• _Dataset items_:

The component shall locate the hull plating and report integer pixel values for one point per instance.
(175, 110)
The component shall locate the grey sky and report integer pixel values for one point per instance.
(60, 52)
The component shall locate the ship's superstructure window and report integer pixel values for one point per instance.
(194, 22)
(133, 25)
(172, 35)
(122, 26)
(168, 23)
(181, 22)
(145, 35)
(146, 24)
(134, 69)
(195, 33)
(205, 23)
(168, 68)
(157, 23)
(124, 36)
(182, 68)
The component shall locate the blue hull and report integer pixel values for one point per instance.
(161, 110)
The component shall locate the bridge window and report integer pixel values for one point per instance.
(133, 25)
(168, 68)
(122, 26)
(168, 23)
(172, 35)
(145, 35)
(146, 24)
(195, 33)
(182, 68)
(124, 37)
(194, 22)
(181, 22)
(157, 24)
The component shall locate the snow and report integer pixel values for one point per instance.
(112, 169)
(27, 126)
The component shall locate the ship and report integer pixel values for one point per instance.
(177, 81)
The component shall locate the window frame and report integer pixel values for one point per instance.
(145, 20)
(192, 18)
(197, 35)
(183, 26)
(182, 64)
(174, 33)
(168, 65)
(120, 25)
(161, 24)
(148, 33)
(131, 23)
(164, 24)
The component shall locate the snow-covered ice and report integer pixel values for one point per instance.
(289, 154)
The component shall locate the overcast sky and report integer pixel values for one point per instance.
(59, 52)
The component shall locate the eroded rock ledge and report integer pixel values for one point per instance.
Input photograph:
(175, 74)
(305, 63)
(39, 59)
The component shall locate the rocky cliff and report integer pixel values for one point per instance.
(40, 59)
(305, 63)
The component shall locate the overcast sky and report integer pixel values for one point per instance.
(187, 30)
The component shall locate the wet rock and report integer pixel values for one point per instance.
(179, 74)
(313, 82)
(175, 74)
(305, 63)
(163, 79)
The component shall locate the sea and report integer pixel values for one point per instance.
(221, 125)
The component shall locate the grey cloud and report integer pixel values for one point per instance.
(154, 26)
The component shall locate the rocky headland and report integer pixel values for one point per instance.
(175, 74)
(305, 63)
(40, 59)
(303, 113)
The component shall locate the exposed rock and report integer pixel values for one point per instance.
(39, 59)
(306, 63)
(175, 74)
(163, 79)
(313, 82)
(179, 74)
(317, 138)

• _Requirement_:
Could you transcribe the records in full, exactly?

• _Answer to this problem_:
The component shall locate the hull plating and report integer pixel values for one point per instance.
(175, 110)
The component shall locate the grey sky and report integer pixel values for one point per instance.
(60, 52)
The component shall locate the ship's superstructure window and report integer pixel values for one point per instance.
(194, 22)
(133, 25)
(172, 35)
(122, 26)
(168, 23)
(181, 22)
(145, 35)
(146, 24)
(134, 69)
(195, 33)
(205, 23)
(168, 68)
(157, 23)
(124, 36)
(182, 68)
The component shall locate the blue hull and report integer pixel values for one point per instance.
(161, 110)
The component shall locate the bridge window and report integer pixel values for one point per instance.
(133, 25)
(168, 68)
(122, 26)
(168, 23)
(172, 35)
(145, 35)
(146, 24)
(195, 33)
(182, 68)
(124, 37)
(194, 22)
(181, 22)
(157, 24)
The component shall locate the snow and report integer pixel values for one point per instance.
(112, 169)
(27, 126)
The component shall locate the ship and report integer pixel values for one point per instance.
(177, 81)
The component shall locate the window frame and report integer pixel values for one point per instance.
(145, 20)
(192, 18)
(197, 35)
(183, 26)
(182, 64)
(174, 33)
(168, 65)
(120, 25)
(161, 24)
(148, 33)
(131, 23)
(164, 24)
The component shall locate the snow-covered ice and report integer pixel values for one point per instance.
(289, 154)
The component shall locate the overcast sky and report integer pixel values for one point per instance.
(59, 52)
The component shall locate the eroded rock ledge and report integer pixel values for one point per instance.
Input photograph:
(175, 74)
(305, 63)
(39, 59)
The component shall locate the rocky cliff and report integer pixel values for one point per instance.
(40, 59)
(305, 63)
The component shall locate the overcast sky and report integer pixel values for one point per instance.
(187, 30)
The component shall locate the wet rock and report integer pixel values for one point per instance.
(179, 74)
(313, 82)
(175, 74)
(305, 63)
(163, 79)
The component shall locate the sea and report integer pixel values for one point per instance.
(221, 125)
The component shall locate the grey cloud and report integer pixel values for one point per instance.
(154, 26)
The component shall locate the rocky headland and report integer pixel values for one point per instance.
(175, 74)
(305, 63)
(40, 59)
(303, 113)
The component shall locate the exposed rock and report integer pixel values for one point per instance.
(39, 59)
(306, 63)
(175, 74)
(163, 79)
(313, 82)
(179, 74)
(317, 138)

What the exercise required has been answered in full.